In the records, starting with the line with "the camper side" and going on through the line with "[(363, 550)]", swap every "camper" for "trailer" and leave everything else unchanged. Give back only those lines.

=-=-=-=-=

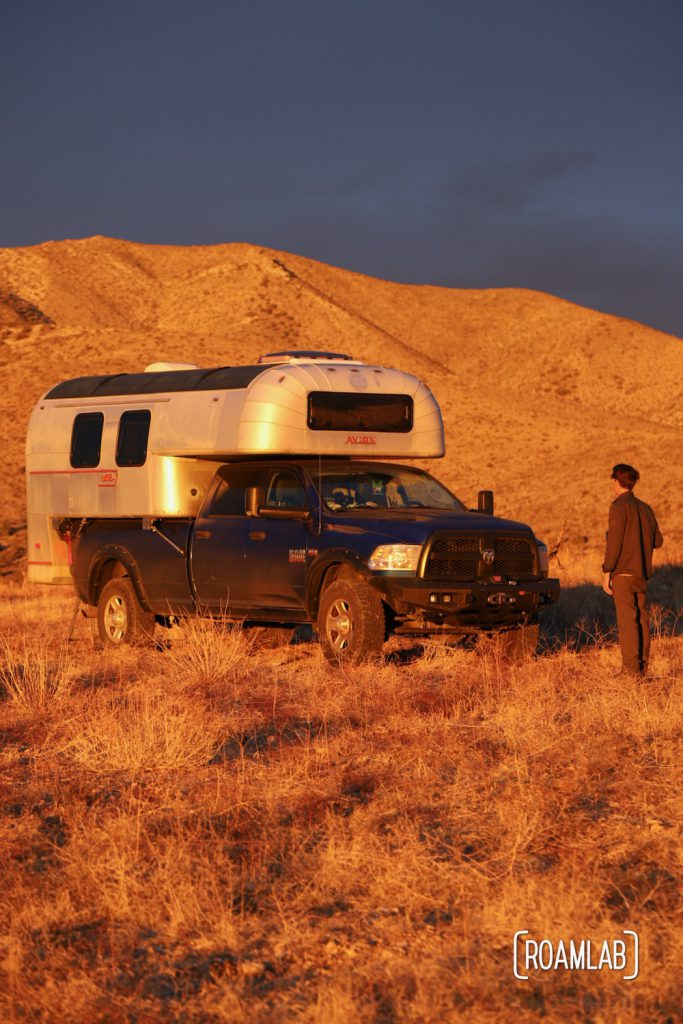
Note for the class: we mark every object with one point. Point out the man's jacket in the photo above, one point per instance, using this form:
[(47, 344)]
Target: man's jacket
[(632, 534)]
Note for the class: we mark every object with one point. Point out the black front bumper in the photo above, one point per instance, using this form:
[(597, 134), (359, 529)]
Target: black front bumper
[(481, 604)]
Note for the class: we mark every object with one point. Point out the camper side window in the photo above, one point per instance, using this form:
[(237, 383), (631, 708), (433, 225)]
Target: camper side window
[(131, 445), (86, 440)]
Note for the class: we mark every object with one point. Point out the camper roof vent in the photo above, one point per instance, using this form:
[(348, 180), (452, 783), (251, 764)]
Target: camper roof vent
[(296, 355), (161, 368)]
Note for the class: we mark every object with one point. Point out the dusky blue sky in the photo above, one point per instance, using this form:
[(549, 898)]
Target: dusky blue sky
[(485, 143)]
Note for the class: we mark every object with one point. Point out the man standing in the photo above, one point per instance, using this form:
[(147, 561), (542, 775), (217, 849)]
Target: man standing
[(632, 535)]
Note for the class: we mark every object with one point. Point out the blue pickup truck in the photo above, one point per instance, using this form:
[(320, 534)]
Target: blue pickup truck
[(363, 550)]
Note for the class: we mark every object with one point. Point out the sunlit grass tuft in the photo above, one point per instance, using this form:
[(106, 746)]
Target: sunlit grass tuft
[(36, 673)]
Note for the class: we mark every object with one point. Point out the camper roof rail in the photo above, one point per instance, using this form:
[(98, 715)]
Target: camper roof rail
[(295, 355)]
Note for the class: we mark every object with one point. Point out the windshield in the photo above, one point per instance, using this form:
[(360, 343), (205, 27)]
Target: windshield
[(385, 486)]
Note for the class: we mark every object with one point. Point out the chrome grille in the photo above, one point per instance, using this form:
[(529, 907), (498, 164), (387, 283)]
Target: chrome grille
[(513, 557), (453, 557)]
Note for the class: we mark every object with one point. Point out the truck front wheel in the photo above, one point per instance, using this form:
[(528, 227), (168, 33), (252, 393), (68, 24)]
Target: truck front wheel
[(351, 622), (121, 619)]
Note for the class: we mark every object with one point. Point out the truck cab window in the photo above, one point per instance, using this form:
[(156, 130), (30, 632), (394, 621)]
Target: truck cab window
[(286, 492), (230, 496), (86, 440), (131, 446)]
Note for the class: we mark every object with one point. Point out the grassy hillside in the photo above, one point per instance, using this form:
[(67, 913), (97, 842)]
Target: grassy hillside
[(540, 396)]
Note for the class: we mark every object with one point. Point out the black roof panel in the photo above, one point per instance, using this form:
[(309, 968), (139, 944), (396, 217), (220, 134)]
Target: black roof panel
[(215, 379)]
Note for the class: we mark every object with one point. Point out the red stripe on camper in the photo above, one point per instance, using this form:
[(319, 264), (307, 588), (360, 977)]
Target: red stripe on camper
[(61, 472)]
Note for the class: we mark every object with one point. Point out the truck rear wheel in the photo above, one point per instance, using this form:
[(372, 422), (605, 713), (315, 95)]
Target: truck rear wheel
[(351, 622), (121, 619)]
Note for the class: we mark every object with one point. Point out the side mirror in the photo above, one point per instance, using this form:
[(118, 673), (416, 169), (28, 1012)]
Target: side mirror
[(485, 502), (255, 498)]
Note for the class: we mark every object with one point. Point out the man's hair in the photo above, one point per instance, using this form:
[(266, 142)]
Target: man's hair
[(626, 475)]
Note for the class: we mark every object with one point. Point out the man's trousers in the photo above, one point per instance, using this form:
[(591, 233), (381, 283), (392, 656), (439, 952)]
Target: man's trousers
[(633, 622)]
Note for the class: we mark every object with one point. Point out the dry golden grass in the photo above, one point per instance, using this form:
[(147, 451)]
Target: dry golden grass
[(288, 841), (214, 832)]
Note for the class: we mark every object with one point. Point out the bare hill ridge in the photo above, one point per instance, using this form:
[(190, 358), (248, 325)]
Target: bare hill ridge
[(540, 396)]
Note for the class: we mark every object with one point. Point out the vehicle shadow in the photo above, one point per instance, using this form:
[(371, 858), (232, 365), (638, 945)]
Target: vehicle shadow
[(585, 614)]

=-=-=-=-=

Final result |
Note for the class: we mark every object with one point. Point out the trailer side window in the photo above, one point per instance, using this form:
[(237, 383), (631, 708), (433, 225)]
Target: trailer side window
[(131, 445), (86, 440)]
Note for the class: we mark every object with one point. Point out the trailer roof vent in the photo above, one point per instance, using this form:
[(348, 180), (452, 783), (251, 764)]
Target: trailer roof vent
[(296, 355), (161, 368)]
Note for the class: we mark every object with one point. Point out the dusky blue sky in the photo above, one point per instance, using this form:
[(549, 898)]
Target: dusky blue sky
[(485, 143)]
Note for the class: we mark every object with one point. Point out the man standing in the photo above, one point per instance, using this form:
[(147, 561), (542, 775), (217, 849)]
Target: man standing
[(632, 535)]
Note for the class: we mark every object with one point. Point out the blue pickup truck in the photo above, one point per instance, using this form:
[(320, 534)]
Target: blue pickup truck
[(363, 550)]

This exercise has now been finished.